(Saved data entries)
— Begin —
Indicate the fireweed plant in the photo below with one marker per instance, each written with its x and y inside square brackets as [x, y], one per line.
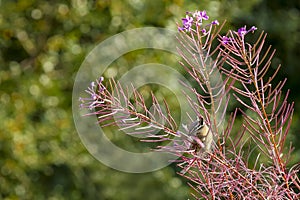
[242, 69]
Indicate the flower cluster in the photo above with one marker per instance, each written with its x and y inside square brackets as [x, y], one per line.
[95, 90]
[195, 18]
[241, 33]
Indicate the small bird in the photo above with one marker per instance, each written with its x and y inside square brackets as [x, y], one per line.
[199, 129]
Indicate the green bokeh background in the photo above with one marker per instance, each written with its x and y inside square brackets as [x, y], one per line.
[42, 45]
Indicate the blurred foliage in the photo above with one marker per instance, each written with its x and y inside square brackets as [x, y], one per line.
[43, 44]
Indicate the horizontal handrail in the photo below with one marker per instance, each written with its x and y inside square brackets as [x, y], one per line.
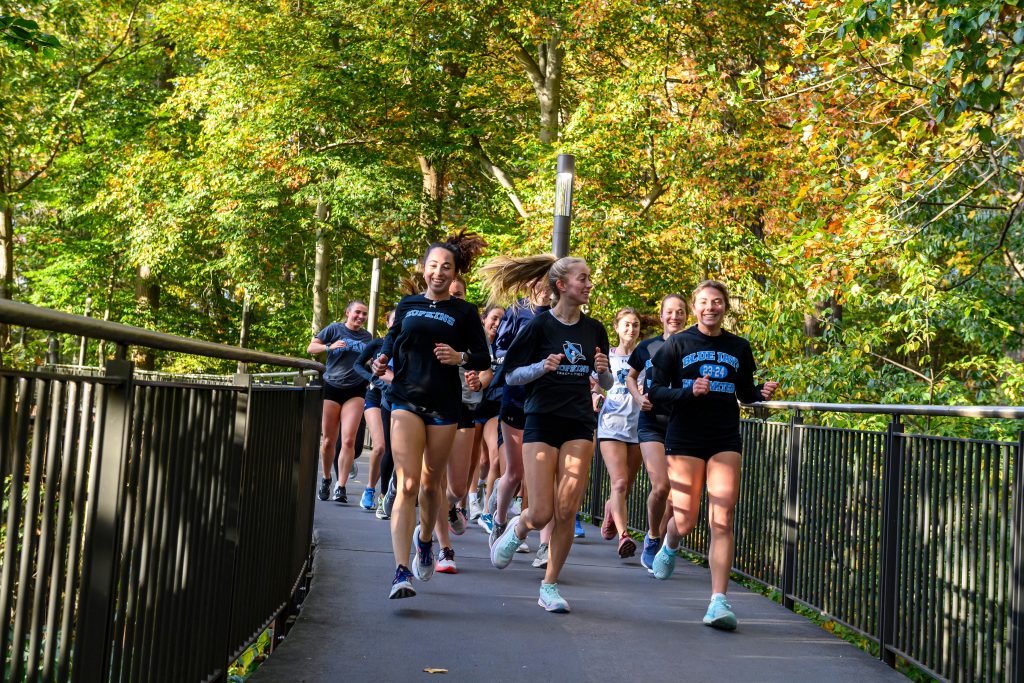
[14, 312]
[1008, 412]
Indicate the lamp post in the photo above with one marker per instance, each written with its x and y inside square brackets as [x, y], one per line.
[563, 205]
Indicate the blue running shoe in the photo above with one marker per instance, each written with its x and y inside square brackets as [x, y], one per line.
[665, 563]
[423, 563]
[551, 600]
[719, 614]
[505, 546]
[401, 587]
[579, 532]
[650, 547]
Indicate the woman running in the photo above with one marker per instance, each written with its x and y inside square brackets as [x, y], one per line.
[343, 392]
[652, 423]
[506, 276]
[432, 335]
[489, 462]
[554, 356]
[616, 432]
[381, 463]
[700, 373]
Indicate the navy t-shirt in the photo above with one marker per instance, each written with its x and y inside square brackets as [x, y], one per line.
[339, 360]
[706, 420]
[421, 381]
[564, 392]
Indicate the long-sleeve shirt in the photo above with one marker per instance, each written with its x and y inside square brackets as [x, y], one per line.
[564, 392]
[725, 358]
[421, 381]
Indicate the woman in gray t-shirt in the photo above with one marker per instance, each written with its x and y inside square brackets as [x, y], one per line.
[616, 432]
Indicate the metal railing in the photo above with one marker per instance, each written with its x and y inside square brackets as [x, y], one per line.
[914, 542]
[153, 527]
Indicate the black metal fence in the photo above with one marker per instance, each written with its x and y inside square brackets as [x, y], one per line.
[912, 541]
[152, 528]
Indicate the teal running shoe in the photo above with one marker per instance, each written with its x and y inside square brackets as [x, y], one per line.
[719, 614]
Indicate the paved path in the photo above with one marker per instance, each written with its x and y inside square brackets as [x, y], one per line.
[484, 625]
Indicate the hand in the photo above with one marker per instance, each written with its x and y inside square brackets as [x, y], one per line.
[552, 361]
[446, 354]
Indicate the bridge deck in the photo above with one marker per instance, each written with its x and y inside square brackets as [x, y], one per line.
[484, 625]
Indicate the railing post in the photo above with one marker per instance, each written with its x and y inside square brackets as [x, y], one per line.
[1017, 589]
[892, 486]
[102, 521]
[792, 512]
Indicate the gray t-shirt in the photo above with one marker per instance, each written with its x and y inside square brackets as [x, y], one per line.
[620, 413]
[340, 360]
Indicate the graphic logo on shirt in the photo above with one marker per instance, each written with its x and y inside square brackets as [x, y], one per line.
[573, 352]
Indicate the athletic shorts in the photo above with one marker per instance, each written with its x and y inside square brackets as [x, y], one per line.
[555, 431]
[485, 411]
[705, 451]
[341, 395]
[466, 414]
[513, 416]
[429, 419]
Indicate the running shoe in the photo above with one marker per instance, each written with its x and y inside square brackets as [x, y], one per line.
— End —
--- Stated goal ---
Output exactly the lines between the one containing "Indicate the railing" and the final line above, both inclusive.

--- Correct answer ---
Indicate the railing post in the photo above with one marker per instance, each written with its x and y inside square brackets as [x, y], one per line.
[1017, 589]
[892, 486]
[102, 521]
[792, 512]
Indicate the gray t-shirt in the photo above with one marker per instance, each written with its x and y inside square brackets as [x, y], one per line.
[620, 413]
[340, 360]
Indicate the graphic logo on shirt in the photo above with one marker per instance, each written with its x and y inside square brackets as [x, y], one per line.
[573, 352]
Indicate the athletic shorts in the photo above with one marker per instance, each written with its x and y inside square brackets as [x, y], one per line.
[555, 431]
[485, 411]
[705, 451]
[341, 395]
[466, 414]
[513, 416]
[429, 419]
Indicate the running shoe in the photo above with one marker per instance, each written with its x and y inside square brackets as [x, y], one per line.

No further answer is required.